> Material for the task:
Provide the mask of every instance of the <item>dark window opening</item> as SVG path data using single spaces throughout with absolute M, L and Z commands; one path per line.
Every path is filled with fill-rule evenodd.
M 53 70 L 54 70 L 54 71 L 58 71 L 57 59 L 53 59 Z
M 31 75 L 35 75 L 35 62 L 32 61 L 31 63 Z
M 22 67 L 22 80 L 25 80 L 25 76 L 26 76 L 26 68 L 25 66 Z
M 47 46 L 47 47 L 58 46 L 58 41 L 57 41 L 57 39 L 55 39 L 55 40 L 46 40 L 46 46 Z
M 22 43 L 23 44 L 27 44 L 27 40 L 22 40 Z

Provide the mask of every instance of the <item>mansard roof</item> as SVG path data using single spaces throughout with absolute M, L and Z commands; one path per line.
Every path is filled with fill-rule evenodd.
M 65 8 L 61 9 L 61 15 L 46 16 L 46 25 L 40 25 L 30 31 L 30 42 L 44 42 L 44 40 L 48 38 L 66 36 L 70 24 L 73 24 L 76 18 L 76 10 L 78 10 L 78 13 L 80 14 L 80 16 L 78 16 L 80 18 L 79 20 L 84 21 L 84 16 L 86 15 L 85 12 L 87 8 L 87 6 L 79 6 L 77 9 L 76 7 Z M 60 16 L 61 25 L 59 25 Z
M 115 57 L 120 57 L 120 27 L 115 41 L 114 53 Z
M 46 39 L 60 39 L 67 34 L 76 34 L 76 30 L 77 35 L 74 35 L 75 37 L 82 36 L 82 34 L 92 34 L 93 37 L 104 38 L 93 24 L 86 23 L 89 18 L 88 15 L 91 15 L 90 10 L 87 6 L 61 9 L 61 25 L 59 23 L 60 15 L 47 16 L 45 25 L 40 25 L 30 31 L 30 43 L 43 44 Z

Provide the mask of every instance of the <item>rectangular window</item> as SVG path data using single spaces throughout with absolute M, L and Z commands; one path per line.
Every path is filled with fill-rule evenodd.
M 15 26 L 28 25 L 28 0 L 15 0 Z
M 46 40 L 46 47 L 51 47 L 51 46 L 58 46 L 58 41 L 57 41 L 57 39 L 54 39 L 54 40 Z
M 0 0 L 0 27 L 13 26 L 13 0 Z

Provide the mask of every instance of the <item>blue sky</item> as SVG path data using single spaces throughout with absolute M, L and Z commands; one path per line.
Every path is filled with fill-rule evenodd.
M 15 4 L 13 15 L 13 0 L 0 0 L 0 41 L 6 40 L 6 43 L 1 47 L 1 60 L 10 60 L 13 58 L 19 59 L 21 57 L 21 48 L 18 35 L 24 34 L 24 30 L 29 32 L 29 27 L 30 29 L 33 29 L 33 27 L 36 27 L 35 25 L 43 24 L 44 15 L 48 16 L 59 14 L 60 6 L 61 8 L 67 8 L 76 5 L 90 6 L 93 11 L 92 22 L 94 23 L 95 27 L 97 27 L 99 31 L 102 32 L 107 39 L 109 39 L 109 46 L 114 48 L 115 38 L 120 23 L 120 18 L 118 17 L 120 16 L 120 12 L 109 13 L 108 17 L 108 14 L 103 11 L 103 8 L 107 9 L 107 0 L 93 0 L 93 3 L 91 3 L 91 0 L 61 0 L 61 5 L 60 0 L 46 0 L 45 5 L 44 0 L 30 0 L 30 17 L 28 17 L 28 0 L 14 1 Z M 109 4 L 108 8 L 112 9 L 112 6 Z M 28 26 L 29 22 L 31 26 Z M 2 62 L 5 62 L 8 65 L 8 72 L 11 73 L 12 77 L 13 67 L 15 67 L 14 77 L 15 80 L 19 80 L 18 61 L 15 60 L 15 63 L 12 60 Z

> Exercise details: How many lines above contain the string "window" with matching case? Reply with the number alone.

> Result: 2